### Instrução dada
Verta para o inglês esta frase do trecho selecionado: "O pai cafeicultor de José sempre lhe proporcionou um falso padrão de vida de rico."

### Trecho selecionado
A história de um par amoroso formado por um português (José) e uma judia asquenaze (Agnieszka), procedente da Polônia, ouvida quando eu tratava de um canal. Portanto, tinha que manter a boca aberta, mas sem poder dar um pio. E arregalar os olhos.
O pai cafeicultor de José sempre lhe proporcionou um falso padrão de vida de rico. Morreu cedo, enterrado em dívidas de jogo, cuja atração maior era apostar em cavalo azarão. José não era homem de andar sozinho, sempre pendurado numa mulher. Começou desvirginando a filha de um coronel político da região onde morava, que o obrigou a se casar com ela. Disse sim, mas a abandonou na porta da igreja. O vexame forçou o pai da moça a escondê-la em Paris, onde lá se tornou modelo da Vogue, até vir a morrer de Aids.
Bonito, de olhos verdes, daqueles que ia para o palco e gostava de se exibir, resolveu se casar para valer e se redimir da fama de fujão. Não adiantou. Logo quis a separação, exigindo a anulação do casamento. Foi quando conheceu Agnieszka para transformar a encarnação da polonesa num sucessivo resgate de carmas. Já havia caído na realidade financeira que seu pai tentara evitar e era taxista.

### Dados fornecidos
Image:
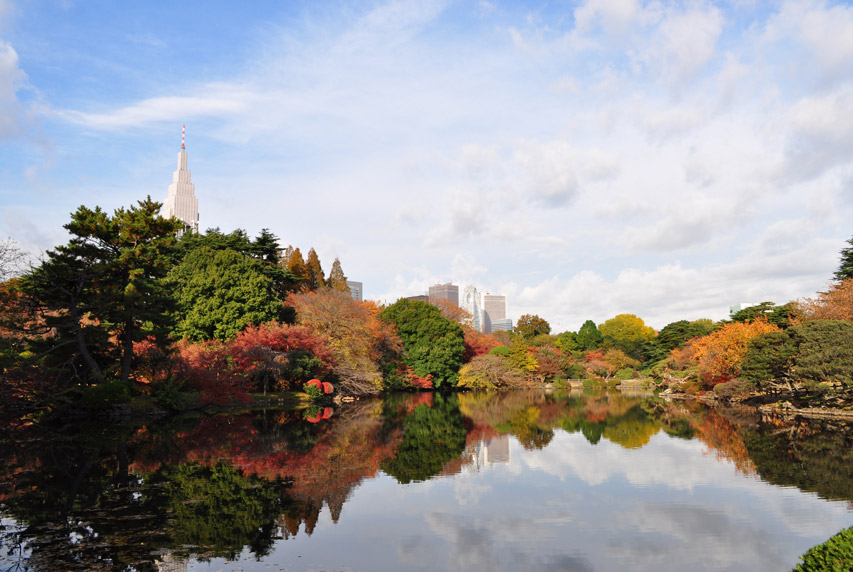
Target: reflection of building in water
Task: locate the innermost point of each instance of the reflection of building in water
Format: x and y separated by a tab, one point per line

### Resposta à tarefa
José's father, a coffee grower, always gave him a false lifestyle of a rich man.